*** PROVIDED RECORDS Section Begins ***

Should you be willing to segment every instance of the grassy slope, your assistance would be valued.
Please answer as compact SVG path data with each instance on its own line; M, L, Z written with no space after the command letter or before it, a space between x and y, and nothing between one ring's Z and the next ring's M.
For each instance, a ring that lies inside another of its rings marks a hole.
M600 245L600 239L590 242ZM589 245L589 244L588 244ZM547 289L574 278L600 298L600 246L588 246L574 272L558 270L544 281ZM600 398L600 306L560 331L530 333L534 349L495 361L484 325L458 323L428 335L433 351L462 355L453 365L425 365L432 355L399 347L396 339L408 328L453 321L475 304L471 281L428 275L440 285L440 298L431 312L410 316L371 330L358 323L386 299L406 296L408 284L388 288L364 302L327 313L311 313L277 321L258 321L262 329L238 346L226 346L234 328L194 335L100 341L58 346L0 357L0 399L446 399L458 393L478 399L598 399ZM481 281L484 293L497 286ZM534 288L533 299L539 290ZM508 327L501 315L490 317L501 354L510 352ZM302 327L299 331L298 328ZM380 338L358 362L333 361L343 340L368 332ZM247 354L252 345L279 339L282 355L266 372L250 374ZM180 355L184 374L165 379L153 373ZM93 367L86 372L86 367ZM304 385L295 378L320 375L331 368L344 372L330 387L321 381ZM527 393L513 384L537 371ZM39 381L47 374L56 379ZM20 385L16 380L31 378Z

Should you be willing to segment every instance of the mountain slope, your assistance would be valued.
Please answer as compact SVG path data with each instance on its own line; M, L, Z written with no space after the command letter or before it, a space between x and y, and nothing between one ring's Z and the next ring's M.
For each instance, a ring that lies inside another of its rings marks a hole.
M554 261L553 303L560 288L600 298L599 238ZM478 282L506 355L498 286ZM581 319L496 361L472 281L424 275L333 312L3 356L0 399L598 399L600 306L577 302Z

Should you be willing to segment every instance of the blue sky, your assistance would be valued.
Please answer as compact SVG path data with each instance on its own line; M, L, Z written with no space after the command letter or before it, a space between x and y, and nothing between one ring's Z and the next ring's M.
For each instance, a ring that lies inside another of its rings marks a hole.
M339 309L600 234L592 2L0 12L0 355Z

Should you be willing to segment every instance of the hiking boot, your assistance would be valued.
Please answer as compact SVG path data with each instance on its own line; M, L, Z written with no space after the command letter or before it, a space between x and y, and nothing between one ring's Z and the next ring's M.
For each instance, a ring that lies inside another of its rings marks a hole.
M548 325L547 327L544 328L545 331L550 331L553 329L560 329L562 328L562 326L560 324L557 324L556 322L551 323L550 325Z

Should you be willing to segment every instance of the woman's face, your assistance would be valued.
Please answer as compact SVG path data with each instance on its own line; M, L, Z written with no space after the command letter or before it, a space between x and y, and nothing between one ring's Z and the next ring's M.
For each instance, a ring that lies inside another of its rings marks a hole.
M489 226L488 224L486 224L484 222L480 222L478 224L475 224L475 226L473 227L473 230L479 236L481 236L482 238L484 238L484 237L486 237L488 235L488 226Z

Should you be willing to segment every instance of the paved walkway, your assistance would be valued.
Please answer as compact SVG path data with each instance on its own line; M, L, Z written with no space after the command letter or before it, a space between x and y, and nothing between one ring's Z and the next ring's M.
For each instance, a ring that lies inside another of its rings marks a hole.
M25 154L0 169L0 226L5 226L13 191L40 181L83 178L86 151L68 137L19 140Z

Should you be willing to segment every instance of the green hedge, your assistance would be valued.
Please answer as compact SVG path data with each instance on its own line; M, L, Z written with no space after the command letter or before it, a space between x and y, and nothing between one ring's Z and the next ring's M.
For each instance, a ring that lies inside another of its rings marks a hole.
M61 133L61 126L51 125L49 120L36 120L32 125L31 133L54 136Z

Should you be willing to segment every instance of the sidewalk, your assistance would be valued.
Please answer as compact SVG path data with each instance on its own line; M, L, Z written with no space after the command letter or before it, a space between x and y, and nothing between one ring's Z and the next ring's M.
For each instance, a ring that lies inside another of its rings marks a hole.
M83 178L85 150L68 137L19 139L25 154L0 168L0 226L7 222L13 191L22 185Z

*** PROVIDED RECORDS Section Ends ***

* [ACTIVITY]:
The records given above are to be repeated in full, exactly.

* [FINISHED TASK]:
Should you be willing to segment every instance of the grassy slope, your assistance would be valued.
Please answer as compact SVG path data with each instance on its own line; M, L, Z written with no space after the command letter or before it, a space between x and y, and nothing between one ring's Z and the next ring's M.
For each instance, a ring that lies inside another of its rings marks a hole.
M600 245L600 239L590 242ZM589 245L589 244L588 244ZM547 289L574 278L600 298L600 246L588 246L574 272L558 270L544 281ZM600 398L600 306L560 331L530 333L534 349L495 361L484 325L458 323L428 335L433 351L462 355L453 365L425 365L432 355L399 347L396 339L408 328L453 321L475 304L471 281L428 275L440 285L440 298L431 312L410 316L371 330L358 323L386 299L406 296L408 284L388 288L364 302L327 313L311 313L277 321L258 321L262 329L238 346L226 346L234 328L194 335L100 341L58 346L0 357L0 399L446 399L458 393L478 399L598 399ZM481 281L484 293L497 286ZM534 288L533 299L539 290ZM508 327L501 315L490 317L501 354L510 352ZM302 327L299 331L298 328ZM380 338L358 362L333 361L343 340L368 332ZM247 354L252 345L279 339L282 355L266 372L250 374ZM180 355L184 374L165 379L153 373ZM93 367L86 372L86 367ZM304 385L295 378L320 375L331 368L344 372L330 387L321 381ZM527 393L513 384L537 371ZM39 381L47 374L56 379ZM20 385L16 380L31 378Z

Should you be willing to segment every instance of the mountain slope, your assistance would be valued.
Please answer as compact SVG path data with each instance on its own line; M, L, Z written with no space after the command letter or before it, a space between x and y, and nothing between one ring's Z and the next ring's M.
For each instance, a ring that lies inside another of its rings marks a hole.
M554 261L553 303L560 288L600 298L599 238ZM478 282L506 355L498 286ZM581 319L496 361L472 281L424 275L333 312L3 356L0 399L598 399L600 306L577 302Z

Should you be willing to segment every instance of the blue sky, your assistance would be valued.
Please answer as compact SVG path data with each instance on its own line; M, L, Z written with no space after the command letter or before it, a space between x and y, and nothing between one ring's Z and the next ring's M.
For each instance, a ring that lies inside another of its rings marks a hole.
M339 309L600 234L592 2L0 12L0 355Z

Should you be willing to segment every instance of the hiking boot, your assistance would be valued.
Please answer as compact SVG path data with each instance on its own line; M, L, Z written with no space after the command letter or before it, a space between x and y, and nothing between one ring's Z and the next ring's M.
For each instance, a ring that lies inside another of its rings marks a hole.
M548 325L547 327L544 328L545 331L550 331L553 329L560 329L562 328L562 326L560 324L557 324L556 322L551 323L550 325Z

Should you be willing to segment every instance of the woman's face, your assistance would be valued.
Please answer as compact SVG path data with each instance on its own line; M, L, Z written with no space after the command letter or before it, a space between x and y, and nothing between one ring's Z and the next ring's M.
For each instance, a ring that lies inside another of its rings marks a hole.
M489 226L488 224L486 224L484 222L480 222L478 224L475 224L475 226L473 227L473 230L479 236L481 236L482 238L484 238L484 237L486 237L488 235L488 226Z

Should you be willing to segment every instance of the paved walkway, your assistance would be valued.
Please answer as compact SVG path data with each instance on its own line; M, L, Z written with no space after the command letter or before it, a space between x and y, and nothing between one ring's Z and the next ring's M.
For each instance, a ring that lies inside another of its rings marks a hole.
M25 154L0 169L0 226L5 226L13 191L40 181L83 178L86 151L68 137L19 140Z

Should you be willing to segment every instance of the green hedge, your assistance would be valued.
Please answer as compact SVG path data with each instance on its own line; M, L, Z written with no space after the command letter or before it, a space between x and y, and nothing between one ring's Z and the next ring's M.
For each instance, a ring that lies inside another of its rings marks a hole.
M61 133L61 126L51 125L49 120L36 120L32 125L31 133L54 136Z

Should you be willing to segment every instance of the sidewalk, your assistance would be valued.
Please answer as compact SVG path data with each instance on its own line; M, L, Z written with no space after the command letter or before it, a space between x and y, and nothing between one ring's Z and the next ring's M.
For each instance, a ring that lies inside another of its rings marks a hole.
M83 178L85 150L68 137L19 139L25 154L0 168L0 226L7 222L13 191L22 185Z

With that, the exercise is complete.